Count the lines of the records below that contain the string "woman", treating uppercase and lowercase as different, and give only that number.

============

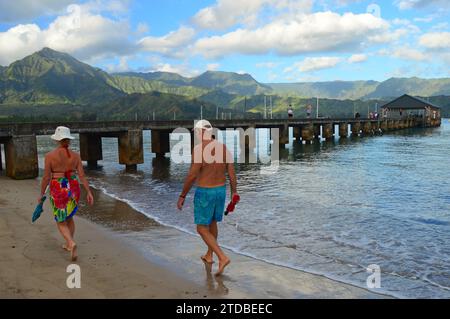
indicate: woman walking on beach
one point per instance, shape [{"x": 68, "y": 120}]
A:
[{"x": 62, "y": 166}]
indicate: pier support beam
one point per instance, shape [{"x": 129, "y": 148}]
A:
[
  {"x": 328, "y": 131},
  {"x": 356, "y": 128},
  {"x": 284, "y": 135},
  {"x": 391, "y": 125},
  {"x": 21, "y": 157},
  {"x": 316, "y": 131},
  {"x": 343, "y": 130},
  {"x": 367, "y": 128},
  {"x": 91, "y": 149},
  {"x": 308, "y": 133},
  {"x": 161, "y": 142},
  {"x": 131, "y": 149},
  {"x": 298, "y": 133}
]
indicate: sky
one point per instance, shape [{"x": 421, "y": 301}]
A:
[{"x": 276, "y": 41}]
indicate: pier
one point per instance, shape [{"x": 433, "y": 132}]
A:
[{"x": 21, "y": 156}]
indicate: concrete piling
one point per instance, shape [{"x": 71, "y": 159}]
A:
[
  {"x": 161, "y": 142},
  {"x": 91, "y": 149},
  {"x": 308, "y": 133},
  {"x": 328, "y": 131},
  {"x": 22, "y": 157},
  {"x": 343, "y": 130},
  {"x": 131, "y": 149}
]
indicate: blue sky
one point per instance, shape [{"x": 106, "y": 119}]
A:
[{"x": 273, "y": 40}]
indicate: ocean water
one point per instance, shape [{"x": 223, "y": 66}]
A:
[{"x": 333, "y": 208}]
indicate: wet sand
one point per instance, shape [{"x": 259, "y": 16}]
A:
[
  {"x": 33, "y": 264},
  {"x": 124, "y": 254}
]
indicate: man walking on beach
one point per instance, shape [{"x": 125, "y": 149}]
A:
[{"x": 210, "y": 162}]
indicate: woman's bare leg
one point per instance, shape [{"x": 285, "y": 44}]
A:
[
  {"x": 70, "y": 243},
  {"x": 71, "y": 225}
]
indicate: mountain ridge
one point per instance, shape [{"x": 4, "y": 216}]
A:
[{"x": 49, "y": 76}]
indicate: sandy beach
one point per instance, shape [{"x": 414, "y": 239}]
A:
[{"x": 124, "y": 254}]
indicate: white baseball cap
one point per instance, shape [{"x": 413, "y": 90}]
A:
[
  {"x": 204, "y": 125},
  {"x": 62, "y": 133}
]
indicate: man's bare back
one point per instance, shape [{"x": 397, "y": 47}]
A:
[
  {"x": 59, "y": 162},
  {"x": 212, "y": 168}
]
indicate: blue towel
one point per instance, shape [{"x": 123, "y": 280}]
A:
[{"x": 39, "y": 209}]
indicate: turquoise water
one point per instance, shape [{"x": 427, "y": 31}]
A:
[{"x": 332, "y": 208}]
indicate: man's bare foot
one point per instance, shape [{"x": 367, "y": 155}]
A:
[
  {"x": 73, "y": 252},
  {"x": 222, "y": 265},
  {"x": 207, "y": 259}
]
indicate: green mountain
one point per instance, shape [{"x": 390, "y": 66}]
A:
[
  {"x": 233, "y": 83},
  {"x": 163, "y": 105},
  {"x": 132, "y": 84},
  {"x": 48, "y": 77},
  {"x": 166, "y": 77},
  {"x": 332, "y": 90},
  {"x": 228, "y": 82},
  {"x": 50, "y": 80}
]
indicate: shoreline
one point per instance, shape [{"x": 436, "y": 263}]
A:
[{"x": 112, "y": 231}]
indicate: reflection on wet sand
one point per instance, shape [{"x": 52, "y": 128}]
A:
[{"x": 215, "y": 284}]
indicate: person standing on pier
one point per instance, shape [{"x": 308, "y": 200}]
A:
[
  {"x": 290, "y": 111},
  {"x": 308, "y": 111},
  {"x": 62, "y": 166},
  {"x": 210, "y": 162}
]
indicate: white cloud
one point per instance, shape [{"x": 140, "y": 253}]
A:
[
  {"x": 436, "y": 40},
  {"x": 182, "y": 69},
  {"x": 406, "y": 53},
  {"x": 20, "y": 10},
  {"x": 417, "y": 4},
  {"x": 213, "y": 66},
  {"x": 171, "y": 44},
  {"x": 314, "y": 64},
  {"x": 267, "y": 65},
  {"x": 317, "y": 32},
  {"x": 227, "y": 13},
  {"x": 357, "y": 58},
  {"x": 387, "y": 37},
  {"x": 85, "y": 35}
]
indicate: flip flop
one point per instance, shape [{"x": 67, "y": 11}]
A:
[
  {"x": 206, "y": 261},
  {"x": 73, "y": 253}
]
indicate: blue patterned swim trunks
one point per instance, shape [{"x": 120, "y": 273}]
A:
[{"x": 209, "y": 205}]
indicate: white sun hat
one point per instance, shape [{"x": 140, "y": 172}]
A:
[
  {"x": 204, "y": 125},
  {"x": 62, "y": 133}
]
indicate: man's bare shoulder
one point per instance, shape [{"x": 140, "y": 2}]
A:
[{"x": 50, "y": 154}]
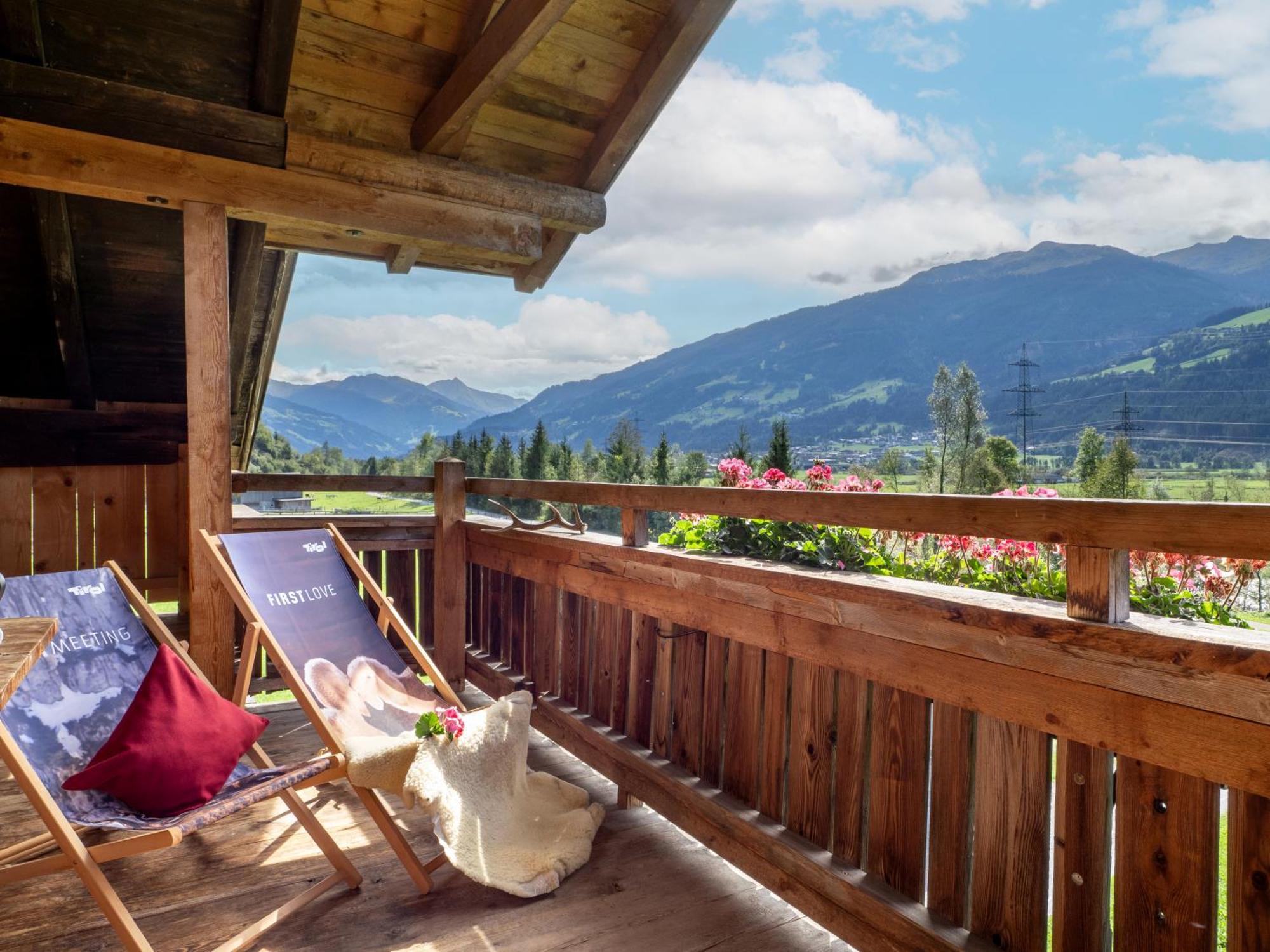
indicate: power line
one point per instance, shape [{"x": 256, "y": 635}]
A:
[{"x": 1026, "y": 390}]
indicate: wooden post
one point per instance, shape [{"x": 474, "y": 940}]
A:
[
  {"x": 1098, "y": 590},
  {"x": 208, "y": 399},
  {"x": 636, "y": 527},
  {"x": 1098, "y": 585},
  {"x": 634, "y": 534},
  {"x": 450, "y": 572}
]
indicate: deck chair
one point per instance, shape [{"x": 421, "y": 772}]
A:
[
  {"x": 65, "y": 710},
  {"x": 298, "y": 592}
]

============

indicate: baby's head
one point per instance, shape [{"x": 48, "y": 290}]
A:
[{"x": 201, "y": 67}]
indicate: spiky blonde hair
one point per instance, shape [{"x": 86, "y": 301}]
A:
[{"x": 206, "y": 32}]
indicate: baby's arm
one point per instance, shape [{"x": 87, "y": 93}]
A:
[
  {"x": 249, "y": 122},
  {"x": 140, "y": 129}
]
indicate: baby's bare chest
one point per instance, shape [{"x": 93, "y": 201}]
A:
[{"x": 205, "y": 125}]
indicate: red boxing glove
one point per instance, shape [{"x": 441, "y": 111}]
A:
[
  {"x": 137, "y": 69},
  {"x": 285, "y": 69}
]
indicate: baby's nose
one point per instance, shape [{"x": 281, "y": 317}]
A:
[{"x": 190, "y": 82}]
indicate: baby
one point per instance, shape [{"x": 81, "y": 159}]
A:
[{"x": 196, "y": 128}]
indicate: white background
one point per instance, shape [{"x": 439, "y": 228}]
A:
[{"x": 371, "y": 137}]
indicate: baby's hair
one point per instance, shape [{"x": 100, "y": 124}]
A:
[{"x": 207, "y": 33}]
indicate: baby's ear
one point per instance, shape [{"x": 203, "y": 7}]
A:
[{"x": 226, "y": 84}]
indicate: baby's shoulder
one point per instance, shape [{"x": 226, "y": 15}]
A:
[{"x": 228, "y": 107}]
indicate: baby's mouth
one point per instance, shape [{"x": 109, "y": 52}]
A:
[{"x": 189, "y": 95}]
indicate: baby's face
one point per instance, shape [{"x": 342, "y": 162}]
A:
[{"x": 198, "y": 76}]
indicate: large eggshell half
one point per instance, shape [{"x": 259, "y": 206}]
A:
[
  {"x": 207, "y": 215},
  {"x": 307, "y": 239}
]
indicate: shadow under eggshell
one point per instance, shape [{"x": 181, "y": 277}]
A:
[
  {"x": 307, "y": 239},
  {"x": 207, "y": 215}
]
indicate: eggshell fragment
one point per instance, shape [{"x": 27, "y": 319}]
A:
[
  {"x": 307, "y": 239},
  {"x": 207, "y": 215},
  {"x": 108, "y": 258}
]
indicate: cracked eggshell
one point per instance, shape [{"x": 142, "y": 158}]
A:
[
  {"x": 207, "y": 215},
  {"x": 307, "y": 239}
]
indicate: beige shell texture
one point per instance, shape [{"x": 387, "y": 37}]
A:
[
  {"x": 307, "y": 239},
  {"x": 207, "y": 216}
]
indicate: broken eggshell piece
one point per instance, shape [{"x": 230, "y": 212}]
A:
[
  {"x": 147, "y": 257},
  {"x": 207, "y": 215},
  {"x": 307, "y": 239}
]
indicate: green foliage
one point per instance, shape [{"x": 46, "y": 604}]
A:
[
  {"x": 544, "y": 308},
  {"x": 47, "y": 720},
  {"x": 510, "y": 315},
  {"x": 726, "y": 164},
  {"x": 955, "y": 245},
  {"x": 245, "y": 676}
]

============

→ **OUTPUT OF THE EXERCISE**: 2